§ What you have to do:
Reproduce every line of the listing below verbatim, omitting the images from your output.

§ Task material:

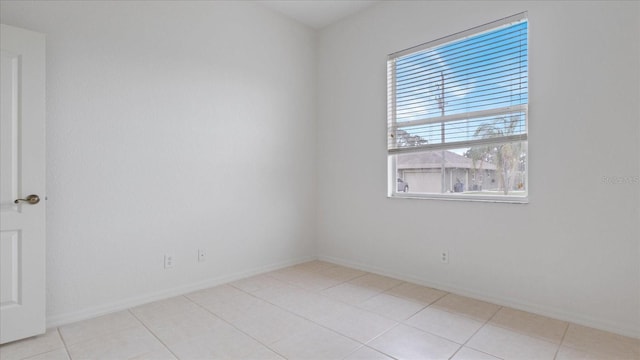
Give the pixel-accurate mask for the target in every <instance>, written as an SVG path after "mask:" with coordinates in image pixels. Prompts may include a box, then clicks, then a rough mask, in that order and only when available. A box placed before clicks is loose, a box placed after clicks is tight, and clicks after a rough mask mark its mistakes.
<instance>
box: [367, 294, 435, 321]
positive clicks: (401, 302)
mask: <svg viewBox="0 0 640 360" xmlns="http://www.w3.org/2000/svg"><path fill="white" fill-rule="evenodd" d="M359 307H361V308H363V309H366V310H369V311H372V312H374V313H376V314H379V315H382V316H385V317H388V318H390V319H393V320H396V321H404V320H406V319H408V318H410V317H411V316H413V315H415V314H416V313H417V312H419V311H420V310H422V309H424V307H425V305H424V304H421V303H417V302H414V301H411V300H407V299H403V298H399V297H396V296H393V295H389V294H385V293H382V294H378V295H376V296H374V297H372V298H370V299H368V300H367V301H365V302H363V303H361V304H360V305H359Z"/></svg>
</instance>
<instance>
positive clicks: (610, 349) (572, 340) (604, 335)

§ Task response:
Give the pixel-accurate mask for the target in every <instance>, written as an SVG path after "mask:" with coordinates in image pixels. Prompts may include a box, then clicks, then a rough mask, in that order and only when available. A box placed before clicks is loose, a box placed after clicks is tight, and clicks after a rough mask mark its mistakes.
<instance>
box: [367, 294, 435, 321]
positive clicks: (401, 302)
mask: <svg viewBox="0 0 640 360" xmlns="http://www.w3.org/2000/svg"><path fill="white" fill-rule="evenodd" d="M359 307H361V308H363V309H366V310H369V311H372V312H374V313H376V314H379V315H382V316H385V317H388V318H390V319H393V320H396V321H404V320H406V319H408V318H410V317H411V316H413V315H415V314H416V313H417V312H419V311H420V310H422V309H424V307H425V305H424V304H421V303H417V302H414V301H411V300H407V299H403V298H399V297H396V296H393V295H389V294H385V293H382V294H378V295H376V296H374V297H372V298H370V299H368V300H367V301H365V302H363V303H361V304H360V305H359Z"/></svg>
</instance>
<instance>
positive clicks: (610, 349) (572, 340) (604, 335)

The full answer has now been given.